(Records from a data source)
—————
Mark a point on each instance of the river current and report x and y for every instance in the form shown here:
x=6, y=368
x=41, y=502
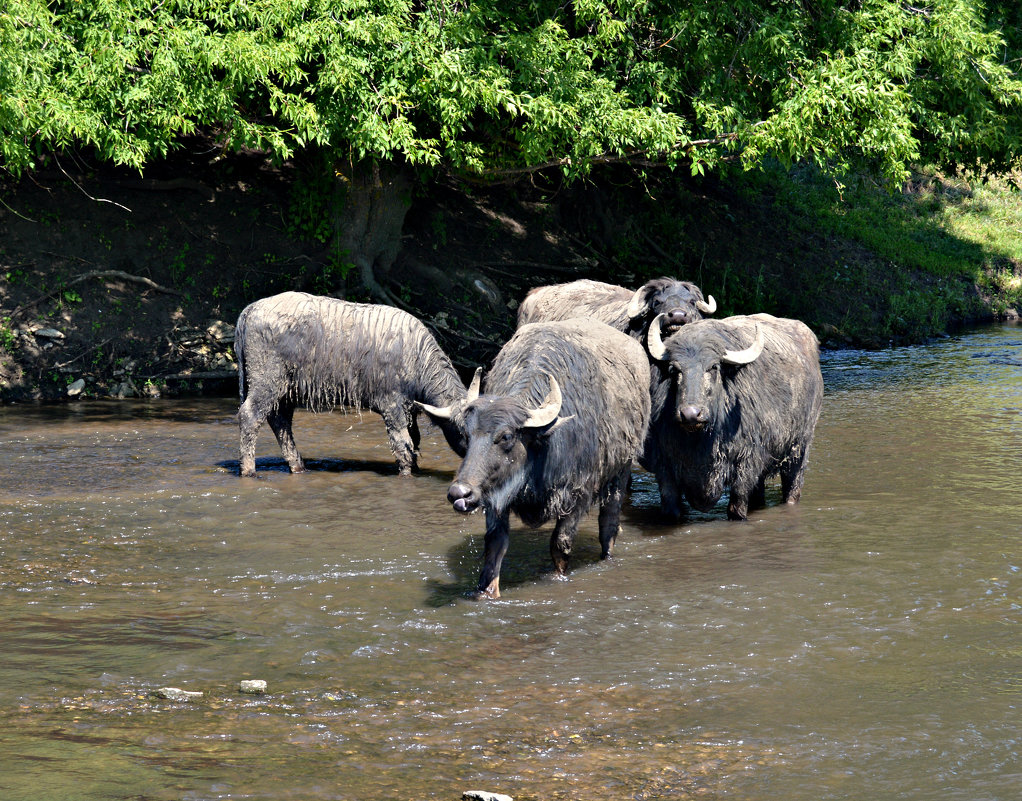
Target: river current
x=865, y=645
—————
■ **Task directions**: All of the entries must be reproduced exactly, apart from the pictures, which are to be dropped.

■ **Answer to this problem**:
Mark a point on each instance of the river current and report x and y for every instance in the form shown here:
x=6, y=368
x=41, y=502
Target: river current
x=865, y=645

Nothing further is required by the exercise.